Convert every line of the items below into a Markdown table with the columns "Row" and "Line", numbering each row and omitting blank lines.

......

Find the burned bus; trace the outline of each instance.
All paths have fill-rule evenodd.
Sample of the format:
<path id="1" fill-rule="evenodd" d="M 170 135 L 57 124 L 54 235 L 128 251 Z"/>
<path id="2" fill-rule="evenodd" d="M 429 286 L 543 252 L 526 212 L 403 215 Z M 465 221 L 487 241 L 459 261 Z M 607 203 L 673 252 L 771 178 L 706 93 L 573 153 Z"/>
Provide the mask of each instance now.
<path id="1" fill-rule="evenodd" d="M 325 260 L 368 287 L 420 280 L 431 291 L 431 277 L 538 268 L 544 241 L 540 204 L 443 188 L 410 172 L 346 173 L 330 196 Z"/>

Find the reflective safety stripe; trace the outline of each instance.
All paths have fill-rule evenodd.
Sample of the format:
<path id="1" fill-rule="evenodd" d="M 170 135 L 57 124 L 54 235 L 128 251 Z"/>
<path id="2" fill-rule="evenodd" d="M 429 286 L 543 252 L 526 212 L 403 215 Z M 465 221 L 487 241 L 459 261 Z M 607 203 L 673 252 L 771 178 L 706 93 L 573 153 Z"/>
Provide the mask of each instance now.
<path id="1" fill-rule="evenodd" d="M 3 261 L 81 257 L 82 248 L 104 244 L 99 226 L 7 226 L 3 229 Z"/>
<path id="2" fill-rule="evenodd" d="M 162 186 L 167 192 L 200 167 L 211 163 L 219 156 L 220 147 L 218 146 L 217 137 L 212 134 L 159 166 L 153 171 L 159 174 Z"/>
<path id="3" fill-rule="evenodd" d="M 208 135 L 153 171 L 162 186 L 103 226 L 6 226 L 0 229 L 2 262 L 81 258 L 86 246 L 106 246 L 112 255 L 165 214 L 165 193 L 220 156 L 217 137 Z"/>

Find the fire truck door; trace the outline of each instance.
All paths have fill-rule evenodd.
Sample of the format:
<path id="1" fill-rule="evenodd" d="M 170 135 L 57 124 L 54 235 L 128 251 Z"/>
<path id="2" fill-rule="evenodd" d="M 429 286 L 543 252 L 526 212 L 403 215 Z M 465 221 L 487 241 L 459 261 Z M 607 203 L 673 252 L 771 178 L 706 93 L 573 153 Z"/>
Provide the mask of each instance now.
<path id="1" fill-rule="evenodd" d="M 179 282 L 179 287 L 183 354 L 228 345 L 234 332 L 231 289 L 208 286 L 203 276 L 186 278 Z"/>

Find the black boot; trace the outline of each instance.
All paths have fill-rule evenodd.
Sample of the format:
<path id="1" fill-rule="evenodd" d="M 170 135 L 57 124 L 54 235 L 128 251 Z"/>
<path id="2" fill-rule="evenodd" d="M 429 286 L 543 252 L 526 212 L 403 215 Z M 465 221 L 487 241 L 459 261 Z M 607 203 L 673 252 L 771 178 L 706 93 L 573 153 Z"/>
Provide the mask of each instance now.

......

RESPONSE =>
| Row | Line |
|---|---|
| 1 | Find the burned bus; trace the outline of each instance. |
| 2 | All paths have fill-rule evenodd. |
| 3 | Sample of the format: |
| 4 | <path id="1" fill-rule="evenodd" d="M 170 135 L 57 124 L 54 235 L 128 251 Z"/> |
| 5 | <path id="2" fill-rule="evenodd" d="M 429 286 L 543 252 L 526 212 L 403 215 Z M 465 221 L 487 241 L 459 261 Z M 607 203 L 673 252 L 771 178 L 706 93 L 573 153 Z"/> |
| 6 | Provide the mask of each instance now. |
| 7 | <path id="1" fill-rule="evenodd" d="M 325 260 L 368 287 L 420 280 L 431 291 L 431 277 L 538 268 L 544 241 L 540 204 L 443 188 L 410 172 L 346 173 L 330 196 Z"/> |
| 8 | Find the reflective safety stripe; trace the outline of each instance. |
| 9 | All paths have fill-rule evenodd. |
| 10 | Sample of the format: |
| 11 | <path id="1" fill-rule="evenodd" d="M 170 135 L 57 124 L 54 235 L 128 251 Z"/> |
| 12 | <path id="2" fill-rule="evenodd" d="M 429 286 L 543 252 L 526 212 L 403 215 Z M 465 221 L 487 241 L 459 261 Z M 607 203 L 673 252 L 771 178 L 706 93 L 573 153 Z"/> |
| 13 | Provide the mask of each instance now. |
| 14 | <path id="1" fill-rule="evenodd" d="M 3 261 L 81 257 L 82 248 L 104 244 L 99 226 L 7 226 L 3 229 Z"/> |
| 15 | <path id="2" fill-rule="evenodd" d="M 162 186 L 167 192 L 200 167 L 211 163 L 219 156 L 220 147 L 218 146 L 217 137 L 212 134 L 159 166 L 153 171 L 159 174 Z"/> |
| 16 | <path id="3" fill-rule="evenodd" d="M 208 135 L 153 171 L 162 186 L 103 226 L 6 226 L 0 229 L 2 262 L 81 258 L 86 246 L 106 246 L 112 255 L 165 214 L 165 193 L 220 156 L 217 137 Z"/> |
| 17 | Find the fire truck door; trace the outline of each instance. |
| 18 | All paths have fill-rule evenodd. |
| 19 | Sample of the format: |
| 20 | <path id="1" fill-rule="evenodd" d="M 170 135 L 57 124 L 54 235 L 128 251 Z"/> |
| 21 | <path id="2" fill-rule="evenodd" d="M 429 286 L 543 252 L 526 212 L 403 215 Z M 465 221 L 487 241 L 459 261 Z M 607 203 L 673 252 L 771 178 L 706 93 L 573 153 Z"/> |
| 22 | Provide the mask of each instance now. |
| 23 | <path id="1" fill-rule="evenodd" d="M 179 282 L 179 287 L 183 354 L 228 345 L 234 332 L 231 289 L 208 286 L 203 276 L 186 278 Z"/> |
| 24 | Find the black boot; trace the outline of each instance. |
| 25 | All paths have fill-rule evenodd. |
| 26 | Sample of the format: |
| 27 | <path id="1" fill-rule="evenodd" d="M 170 135 L 57 124 L 54 235 L 128 251 Z"/> |
| 28 | <path id="2" fill-rule="evenodd" d="M 429 286 L 543 252 L 526 212 L 403 215 Z M 465 221 L 487 241 L 459 261 Z M 607 203 L 673 252 L 771 178 L 706 93 L 573 153 Z"/> |
| 29 | Provide the mask of each instance now. |